Directions for this task
Copy the items below word for word, from their first line down to and including the line that contains "pixel 270 153".

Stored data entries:
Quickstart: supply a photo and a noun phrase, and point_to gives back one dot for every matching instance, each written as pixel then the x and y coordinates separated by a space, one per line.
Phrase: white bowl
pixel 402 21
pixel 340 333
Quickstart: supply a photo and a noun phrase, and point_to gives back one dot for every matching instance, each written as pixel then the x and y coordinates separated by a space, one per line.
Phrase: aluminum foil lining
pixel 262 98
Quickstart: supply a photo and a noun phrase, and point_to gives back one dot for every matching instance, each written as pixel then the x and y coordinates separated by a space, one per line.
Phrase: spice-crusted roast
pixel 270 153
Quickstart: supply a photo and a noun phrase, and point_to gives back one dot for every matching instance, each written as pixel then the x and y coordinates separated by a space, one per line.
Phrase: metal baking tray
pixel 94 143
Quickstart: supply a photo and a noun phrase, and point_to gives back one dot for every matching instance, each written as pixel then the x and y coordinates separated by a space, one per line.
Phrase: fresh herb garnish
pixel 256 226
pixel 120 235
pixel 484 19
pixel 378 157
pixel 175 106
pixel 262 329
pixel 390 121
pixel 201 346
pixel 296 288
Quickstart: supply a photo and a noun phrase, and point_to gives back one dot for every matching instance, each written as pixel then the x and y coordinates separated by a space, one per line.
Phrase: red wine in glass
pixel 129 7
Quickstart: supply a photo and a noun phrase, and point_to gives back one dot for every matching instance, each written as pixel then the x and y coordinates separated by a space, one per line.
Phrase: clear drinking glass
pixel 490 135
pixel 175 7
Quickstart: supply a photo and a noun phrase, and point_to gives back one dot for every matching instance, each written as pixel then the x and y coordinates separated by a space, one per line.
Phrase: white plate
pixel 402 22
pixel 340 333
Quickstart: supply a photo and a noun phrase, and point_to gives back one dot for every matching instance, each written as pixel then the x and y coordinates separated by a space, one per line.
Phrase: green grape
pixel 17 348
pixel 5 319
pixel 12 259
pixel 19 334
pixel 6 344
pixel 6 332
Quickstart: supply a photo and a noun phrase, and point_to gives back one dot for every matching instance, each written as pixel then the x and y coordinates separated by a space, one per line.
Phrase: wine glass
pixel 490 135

Task solution
Quickstart: supply a photo and a noun phrase, and point_to gives back one dot for every matching instance, each written as pixel then the x and y coordinates separated by a space, one per line.
Phrase: white bowl
pixel 402 21
pixel 340 333
Quickstart: supply a photo and a noun phrase, and point_to gives back one dot for every matching instance, each written as pixel then the x and y coordinates separated by a space, one per line.
Phrase: aluminum foil lining
pixel 262 98
Quickstart: supply a photo and a noun phrase, and point_to gives back one dot for every matching instance, each written as pixel then the x and y coordinates separated by a space, one per line.
Phrase: spice-crusted roast
pixel 270 153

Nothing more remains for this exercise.